GIVEN INSTRUCTION
Extract each line of the items below that contains the string "cloud". The match is case-sensitive.

** begin DATASET EXTRACT **

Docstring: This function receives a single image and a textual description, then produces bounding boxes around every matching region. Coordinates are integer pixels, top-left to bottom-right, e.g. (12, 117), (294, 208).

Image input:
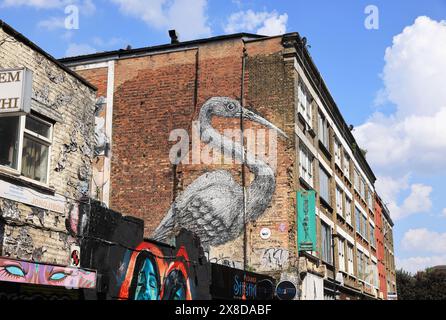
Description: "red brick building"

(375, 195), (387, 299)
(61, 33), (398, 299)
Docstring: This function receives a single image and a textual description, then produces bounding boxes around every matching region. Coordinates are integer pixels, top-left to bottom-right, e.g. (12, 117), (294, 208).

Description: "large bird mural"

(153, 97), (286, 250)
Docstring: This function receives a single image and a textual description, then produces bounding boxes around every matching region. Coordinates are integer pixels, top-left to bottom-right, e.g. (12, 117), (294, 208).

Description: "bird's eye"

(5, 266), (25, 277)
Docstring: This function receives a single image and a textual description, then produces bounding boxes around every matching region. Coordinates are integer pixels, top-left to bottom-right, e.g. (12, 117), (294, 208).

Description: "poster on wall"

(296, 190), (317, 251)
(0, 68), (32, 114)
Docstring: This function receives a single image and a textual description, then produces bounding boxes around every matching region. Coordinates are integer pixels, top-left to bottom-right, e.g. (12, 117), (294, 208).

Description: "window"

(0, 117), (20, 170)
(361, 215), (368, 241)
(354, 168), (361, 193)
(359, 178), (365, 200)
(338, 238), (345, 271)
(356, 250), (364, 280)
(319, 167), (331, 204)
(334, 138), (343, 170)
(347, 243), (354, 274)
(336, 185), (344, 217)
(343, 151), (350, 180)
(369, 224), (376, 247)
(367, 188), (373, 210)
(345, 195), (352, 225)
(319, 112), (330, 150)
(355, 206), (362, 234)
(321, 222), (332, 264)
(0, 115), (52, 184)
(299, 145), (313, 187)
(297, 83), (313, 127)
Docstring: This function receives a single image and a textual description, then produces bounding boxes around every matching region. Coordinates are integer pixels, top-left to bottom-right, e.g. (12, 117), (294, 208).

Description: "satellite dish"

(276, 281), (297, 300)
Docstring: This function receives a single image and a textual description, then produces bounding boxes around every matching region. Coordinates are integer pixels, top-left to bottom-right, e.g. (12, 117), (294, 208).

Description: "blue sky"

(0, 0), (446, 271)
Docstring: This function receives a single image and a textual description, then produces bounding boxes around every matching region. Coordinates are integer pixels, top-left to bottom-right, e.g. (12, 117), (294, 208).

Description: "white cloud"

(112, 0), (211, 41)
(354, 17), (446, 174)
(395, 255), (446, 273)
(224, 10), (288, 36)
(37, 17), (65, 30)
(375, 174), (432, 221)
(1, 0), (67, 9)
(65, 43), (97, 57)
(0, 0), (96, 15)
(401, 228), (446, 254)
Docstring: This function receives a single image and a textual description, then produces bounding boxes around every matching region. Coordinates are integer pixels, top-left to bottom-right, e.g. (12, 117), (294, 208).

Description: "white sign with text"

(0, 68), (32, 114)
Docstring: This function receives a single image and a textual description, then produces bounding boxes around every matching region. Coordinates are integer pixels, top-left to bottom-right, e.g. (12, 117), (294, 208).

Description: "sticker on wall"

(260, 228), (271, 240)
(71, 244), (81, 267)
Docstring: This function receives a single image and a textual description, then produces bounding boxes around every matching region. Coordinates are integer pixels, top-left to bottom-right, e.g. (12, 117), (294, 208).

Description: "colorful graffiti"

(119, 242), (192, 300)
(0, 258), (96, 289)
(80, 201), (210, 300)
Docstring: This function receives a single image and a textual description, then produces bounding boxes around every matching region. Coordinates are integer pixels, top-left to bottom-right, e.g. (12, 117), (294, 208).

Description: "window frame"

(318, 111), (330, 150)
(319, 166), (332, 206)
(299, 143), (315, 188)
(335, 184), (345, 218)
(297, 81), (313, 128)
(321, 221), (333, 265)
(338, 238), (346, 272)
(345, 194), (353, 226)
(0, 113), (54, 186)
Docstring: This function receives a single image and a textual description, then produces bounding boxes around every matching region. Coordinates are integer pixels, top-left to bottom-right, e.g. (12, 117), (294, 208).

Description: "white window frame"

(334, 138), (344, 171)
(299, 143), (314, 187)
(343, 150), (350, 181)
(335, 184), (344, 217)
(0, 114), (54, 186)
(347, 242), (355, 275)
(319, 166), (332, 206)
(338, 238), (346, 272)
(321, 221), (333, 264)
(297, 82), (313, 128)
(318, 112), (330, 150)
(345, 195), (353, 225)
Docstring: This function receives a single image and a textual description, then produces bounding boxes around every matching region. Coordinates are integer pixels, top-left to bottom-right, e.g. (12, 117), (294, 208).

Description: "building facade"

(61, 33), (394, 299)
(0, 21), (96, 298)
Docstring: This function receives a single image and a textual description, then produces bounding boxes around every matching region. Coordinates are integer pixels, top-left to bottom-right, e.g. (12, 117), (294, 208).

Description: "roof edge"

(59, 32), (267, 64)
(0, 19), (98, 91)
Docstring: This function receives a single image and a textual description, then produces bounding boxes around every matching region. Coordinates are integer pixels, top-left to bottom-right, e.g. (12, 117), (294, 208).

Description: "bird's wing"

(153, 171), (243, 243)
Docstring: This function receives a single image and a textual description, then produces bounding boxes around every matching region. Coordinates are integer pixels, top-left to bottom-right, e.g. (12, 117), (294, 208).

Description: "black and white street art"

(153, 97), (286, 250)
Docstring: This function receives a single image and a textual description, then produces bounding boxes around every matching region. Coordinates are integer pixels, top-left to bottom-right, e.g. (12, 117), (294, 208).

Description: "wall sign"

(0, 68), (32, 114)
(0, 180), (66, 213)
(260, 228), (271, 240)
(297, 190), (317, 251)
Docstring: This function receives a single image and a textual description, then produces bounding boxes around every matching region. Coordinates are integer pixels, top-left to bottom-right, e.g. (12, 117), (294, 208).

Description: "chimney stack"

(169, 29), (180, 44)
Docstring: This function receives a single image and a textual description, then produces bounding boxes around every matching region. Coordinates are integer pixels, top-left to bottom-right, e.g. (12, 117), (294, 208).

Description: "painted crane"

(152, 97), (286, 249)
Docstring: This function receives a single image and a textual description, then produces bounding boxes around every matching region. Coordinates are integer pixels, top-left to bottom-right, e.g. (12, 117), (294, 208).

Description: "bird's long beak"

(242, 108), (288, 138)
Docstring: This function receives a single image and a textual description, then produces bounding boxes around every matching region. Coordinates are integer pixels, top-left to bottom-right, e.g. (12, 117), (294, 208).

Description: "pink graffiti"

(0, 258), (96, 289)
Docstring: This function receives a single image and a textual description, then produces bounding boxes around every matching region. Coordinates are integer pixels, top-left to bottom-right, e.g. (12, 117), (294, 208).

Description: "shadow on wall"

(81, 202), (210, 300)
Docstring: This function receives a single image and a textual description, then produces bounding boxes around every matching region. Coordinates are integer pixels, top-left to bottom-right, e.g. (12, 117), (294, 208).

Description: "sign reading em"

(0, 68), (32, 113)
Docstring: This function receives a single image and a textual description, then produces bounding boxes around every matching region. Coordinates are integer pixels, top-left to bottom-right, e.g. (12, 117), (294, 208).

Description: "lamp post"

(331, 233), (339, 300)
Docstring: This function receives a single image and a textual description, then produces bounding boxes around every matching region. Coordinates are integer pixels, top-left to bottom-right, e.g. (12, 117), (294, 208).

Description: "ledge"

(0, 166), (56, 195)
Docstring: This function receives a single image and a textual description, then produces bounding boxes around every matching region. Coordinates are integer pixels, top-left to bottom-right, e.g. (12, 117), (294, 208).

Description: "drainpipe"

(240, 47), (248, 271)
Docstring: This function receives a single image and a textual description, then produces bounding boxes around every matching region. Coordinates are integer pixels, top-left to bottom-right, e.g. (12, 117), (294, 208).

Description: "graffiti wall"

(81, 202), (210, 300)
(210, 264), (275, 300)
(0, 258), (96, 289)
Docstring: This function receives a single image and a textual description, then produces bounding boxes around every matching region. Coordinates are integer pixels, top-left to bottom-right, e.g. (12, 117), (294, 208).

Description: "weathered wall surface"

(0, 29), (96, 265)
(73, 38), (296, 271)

** end DATASET EXTRACT **
** begin DATASET EXTRACT **

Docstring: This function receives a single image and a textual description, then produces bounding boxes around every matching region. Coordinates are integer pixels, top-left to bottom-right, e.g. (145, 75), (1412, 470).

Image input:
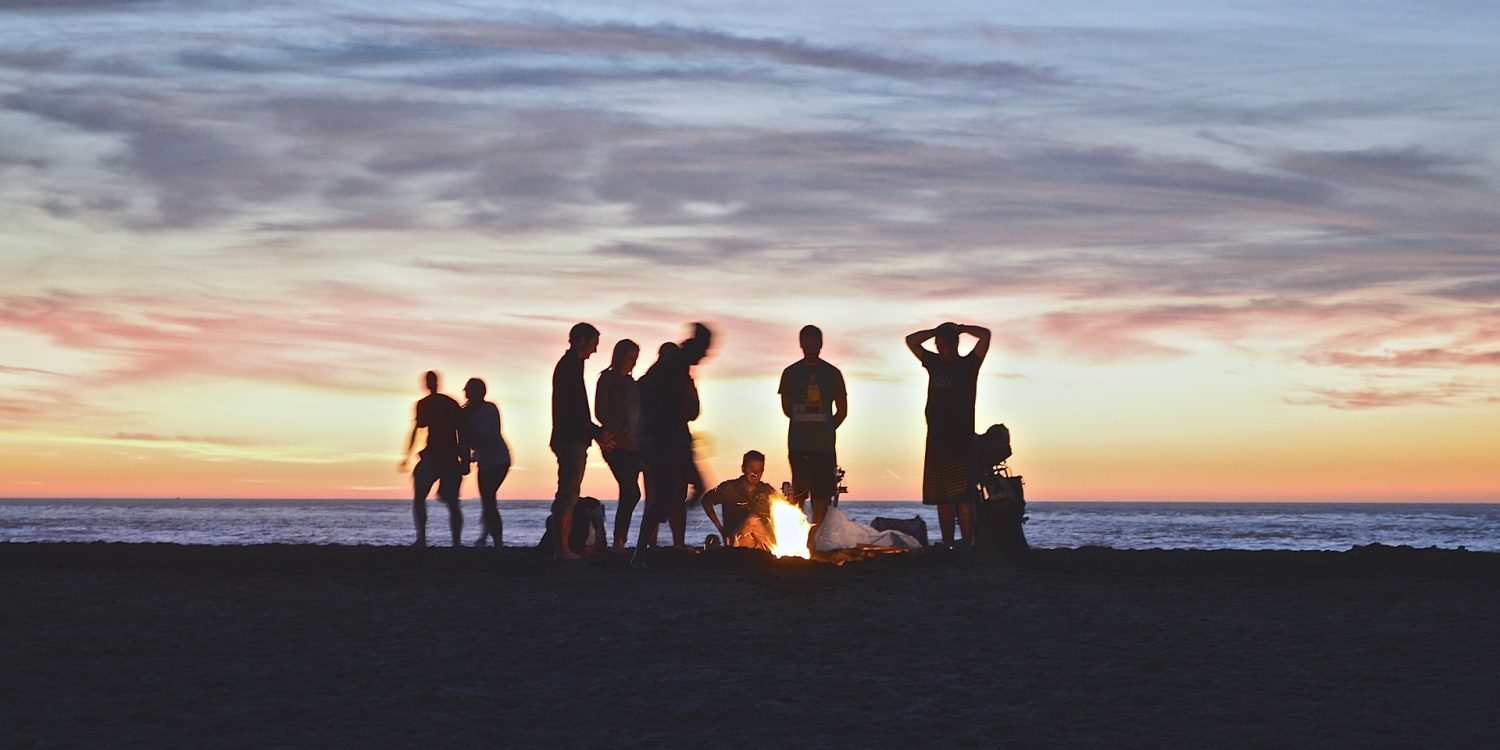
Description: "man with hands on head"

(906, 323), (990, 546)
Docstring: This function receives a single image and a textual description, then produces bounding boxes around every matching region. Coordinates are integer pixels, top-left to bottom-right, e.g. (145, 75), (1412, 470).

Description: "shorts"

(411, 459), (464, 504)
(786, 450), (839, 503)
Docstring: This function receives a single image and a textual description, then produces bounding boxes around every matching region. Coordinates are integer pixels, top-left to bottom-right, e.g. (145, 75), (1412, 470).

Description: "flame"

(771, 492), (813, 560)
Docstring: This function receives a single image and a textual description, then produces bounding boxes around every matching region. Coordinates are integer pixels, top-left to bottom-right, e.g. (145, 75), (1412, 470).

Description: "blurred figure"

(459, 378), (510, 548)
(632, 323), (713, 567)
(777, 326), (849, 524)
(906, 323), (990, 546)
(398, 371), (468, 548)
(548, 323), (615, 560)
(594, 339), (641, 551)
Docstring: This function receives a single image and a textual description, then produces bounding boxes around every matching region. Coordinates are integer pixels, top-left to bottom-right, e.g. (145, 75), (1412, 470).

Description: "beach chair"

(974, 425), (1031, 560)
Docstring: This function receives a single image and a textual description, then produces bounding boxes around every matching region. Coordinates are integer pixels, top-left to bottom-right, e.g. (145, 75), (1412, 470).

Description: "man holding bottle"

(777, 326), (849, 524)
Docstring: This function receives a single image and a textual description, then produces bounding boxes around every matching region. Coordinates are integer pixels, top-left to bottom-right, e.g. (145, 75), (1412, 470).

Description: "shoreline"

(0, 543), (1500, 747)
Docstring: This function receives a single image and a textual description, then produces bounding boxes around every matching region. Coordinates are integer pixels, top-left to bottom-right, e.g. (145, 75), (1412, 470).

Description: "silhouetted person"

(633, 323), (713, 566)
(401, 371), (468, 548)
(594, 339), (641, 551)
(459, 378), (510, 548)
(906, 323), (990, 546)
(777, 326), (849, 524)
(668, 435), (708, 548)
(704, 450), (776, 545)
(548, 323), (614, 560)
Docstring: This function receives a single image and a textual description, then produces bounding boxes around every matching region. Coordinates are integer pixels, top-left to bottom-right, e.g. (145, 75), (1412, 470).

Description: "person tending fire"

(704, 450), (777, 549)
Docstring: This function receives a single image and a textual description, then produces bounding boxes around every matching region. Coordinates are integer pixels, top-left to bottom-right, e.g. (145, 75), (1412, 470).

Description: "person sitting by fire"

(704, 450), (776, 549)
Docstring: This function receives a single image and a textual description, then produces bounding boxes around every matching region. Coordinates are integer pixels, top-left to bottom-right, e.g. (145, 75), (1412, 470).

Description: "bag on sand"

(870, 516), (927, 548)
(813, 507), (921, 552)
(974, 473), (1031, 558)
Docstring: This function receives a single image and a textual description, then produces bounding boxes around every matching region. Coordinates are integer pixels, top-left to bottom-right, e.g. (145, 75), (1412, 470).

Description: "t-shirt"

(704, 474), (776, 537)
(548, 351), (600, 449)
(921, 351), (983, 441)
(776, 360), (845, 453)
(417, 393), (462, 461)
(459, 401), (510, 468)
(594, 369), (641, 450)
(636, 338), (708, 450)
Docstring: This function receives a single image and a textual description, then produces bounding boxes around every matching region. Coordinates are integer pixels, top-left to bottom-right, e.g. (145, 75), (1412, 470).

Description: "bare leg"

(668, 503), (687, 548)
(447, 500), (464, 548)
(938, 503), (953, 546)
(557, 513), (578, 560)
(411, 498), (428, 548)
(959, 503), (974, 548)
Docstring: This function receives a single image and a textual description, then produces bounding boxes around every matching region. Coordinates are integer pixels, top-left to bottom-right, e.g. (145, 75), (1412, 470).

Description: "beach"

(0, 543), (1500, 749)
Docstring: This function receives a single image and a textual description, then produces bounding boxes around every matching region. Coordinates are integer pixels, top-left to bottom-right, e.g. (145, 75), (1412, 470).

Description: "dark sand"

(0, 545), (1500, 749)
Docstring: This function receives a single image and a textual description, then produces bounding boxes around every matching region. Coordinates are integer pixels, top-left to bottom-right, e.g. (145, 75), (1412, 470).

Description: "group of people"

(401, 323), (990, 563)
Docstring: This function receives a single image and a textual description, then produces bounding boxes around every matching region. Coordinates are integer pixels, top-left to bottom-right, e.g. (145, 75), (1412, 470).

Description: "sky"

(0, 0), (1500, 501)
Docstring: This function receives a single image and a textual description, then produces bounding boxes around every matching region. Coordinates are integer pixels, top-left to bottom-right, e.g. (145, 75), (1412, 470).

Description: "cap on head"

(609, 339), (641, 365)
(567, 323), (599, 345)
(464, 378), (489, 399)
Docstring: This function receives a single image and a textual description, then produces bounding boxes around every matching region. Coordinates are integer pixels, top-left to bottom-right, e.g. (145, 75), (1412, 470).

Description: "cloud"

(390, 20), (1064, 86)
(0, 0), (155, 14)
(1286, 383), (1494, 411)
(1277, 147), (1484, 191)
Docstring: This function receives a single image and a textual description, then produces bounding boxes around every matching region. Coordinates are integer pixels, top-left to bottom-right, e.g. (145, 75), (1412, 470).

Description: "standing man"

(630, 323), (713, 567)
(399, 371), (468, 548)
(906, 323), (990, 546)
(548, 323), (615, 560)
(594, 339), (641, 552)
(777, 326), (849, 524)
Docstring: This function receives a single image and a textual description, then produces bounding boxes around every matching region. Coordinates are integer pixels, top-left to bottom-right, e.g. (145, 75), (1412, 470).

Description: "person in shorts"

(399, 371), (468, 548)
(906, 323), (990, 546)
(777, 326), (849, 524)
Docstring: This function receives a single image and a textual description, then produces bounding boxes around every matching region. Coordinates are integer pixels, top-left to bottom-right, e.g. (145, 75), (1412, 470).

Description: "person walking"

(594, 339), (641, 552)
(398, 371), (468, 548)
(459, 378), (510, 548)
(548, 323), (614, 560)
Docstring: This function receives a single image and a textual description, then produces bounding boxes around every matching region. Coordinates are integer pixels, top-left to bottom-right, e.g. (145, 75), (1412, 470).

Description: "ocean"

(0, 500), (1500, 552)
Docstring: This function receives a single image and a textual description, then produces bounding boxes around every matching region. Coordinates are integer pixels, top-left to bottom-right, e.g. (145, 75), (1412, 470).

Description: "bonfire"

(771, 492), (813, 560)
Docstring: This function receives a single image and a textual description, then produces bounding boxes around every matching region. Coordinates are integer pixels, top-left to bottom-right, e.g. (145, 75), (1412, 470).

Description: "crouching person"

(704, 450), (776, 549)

** end DATASET EXTRACT **
** begin DATASET EXTRACT **

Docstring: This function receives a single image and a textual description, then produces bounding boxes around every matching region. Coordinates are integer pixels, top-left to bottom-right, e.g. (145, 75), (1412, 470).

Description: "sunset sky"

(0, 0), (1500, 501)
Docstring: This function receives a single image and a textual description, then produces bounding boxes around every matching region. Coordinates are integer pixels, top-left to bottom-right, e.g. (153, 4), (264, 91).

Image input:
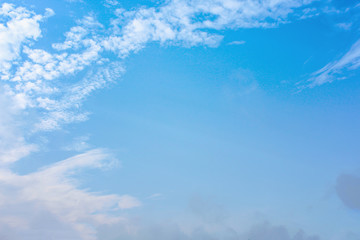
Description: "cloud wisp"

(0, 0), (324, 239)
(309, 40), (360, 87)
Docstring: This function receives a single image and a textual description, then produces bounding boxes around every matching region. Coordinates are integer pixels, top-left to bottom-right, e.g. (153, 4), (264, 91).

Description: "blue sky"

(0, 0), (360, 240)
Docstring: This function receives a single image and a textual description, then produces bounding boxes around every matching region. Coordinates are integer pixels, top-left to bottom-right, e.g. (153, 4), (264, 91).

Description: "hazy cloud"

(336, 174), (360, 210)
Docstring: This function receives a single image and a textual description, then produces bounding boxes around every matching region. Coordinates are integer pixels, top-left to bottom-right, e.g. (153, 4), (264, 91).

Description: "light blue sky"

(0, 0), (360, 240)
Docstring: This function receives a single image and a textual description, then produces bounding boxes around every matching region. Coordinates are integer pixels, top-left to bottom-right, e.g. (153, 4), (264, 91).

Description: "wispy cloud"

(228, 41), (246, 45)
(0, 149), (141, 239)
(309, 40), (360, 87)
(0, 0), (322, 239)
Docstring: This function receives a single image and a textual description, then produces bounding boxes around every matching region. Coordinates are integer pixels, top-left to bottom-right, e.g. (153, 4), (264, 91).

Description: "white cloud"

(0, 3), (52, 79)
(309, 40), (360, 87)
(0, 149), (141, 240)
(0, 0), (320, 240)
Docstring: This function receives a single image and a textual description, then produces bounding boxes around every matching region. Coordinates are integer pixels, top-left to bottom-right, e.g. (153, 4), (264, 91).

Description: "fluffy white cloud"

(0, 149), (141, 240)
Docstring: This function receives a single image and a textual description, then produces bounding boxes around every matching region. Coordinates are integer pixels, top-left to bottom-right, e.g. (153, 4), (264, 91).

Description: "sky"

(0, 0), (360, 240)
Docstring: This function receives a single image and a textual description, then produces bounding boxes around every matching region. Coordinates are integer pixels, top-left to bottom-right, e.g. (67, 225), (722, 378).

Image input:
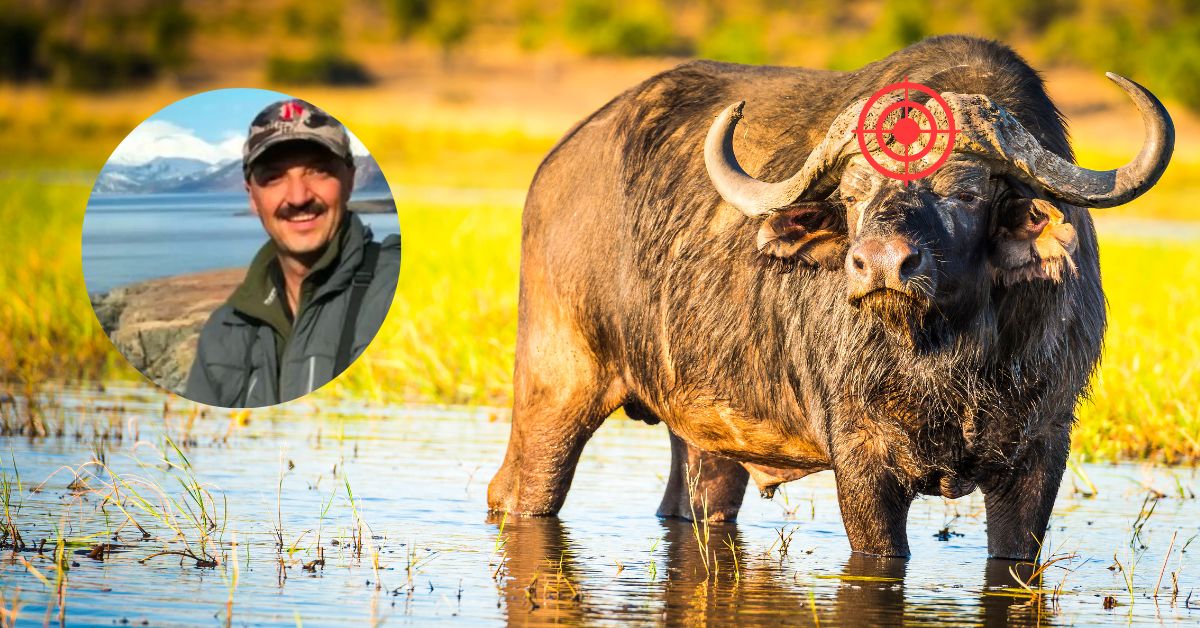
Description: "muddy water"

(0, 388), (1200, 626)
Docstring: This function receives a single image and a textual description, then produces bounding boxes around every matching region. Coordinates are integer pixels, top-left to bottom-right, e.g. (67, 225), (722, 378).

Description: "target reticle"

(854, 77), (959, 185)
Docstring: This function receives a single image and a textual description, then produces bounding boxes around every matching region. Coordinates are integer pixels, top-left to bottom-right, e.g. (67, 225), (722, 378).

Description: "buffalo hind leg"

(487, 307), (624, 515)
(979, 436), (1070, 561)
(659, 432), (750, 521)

** end DATASET EXTRACT **

SOLUTION
Description: "white cloud"
Description: "cloud"
Description: "cloud wisp"
Description: "hazy cloud"
Description: "wispy cloud"
Description: "white cloud"
Description: "fluffy white cloud"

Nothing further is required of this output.